Work instructions:
**1)** List every number written in numerals in the microplastics article.
**2)** Copy the part of the microplastics article from "Reporting their findings" down to "types of polymer." word for word.

Reading text:
Microplastics have been found in the sea ice of Antarctica for the first time. While the levels of microplastics are relatively low, it suggests that even Earth's most remote continent is not immune from the perils of plastic pollution and human-made trash.
Reporting their findings in the journal Marine Pollution Bulletin, scientists from the Institute for Marine and Antarctic Studies at the University of Tasmania in Australia took a deep look at an ice core collected in East Antarctica in 2009. Electron spectroscopy imaging of the melted sea ice revealed it contained 96 microplastic particles – about 12 per liter – from 14 different types of polymer.
The researchers believe this is the first time microplastics have been documented in sea ice samples from Antarctica, although microplastics have previously been found in sea ice in the comparatively bustling Arctic in the Northern Hemisphere. Back in 2018, Norwegian researchers found that everywhere they looked in the Arctic – no matter how remote the location – there were traces of plastic, with certain areas even containing a significant build-up of plastic pollution. The concentrations of microplastic recently found in the Antarctic are slightly lower than those found previously in the Arctic, but this milestone is nonetheless unwelcome.

Given records:
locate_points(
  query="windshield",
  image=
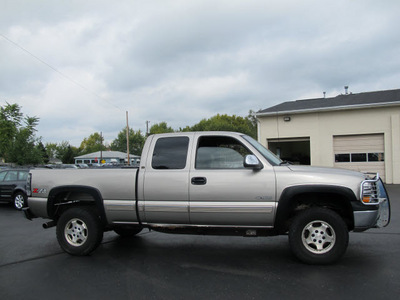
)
(272, 159)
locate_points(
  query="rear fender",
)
(54, 201)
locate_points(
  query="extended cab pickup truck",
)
(210, 183)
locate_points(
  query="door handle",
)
(199, 180)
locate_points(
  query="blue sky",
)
(80, 65)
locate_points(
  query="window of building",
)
(359, 157)
(342, 157)
(170, 153)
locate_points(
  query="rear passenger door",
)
(8, 184)
(223, 192)
(166, 180)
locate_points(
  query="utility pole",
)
(127, 138)
(147, 128)
(101, 146)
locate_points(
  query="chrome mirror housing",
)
(251, 161)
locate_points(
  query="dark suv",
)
(13, 187)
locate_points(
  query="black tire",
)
(79, 231)
(19, 200)
(127, 231)
(318, 236)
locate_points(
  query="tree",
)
(93, 143)
(161, 127)
(136, 142)
(226, 123)
(18, 143)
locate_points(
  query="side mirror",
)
(251, 161)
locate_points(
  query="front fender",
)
(320, 195)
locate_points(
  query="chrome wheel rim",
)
(76, 232)
(19, 201)
(318, 237)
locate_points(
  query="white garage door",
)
(364, 153)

Responses to the tasks:
**1)** 2009, 96, 12, 14, 2018

**2)**
Reporting their findings in the journal Marine Pollution Bulletin, scientists from the Institute for Marine and Antarctic Studies at the University of Tasmania in Australia took a deep look at an ice core collected in East Antarctica in 2009. Electron spectroscopy imaging of the melted sea ice revealed it contained 96 microplastic particles – about 12 per liter – from 14 different types of polymer.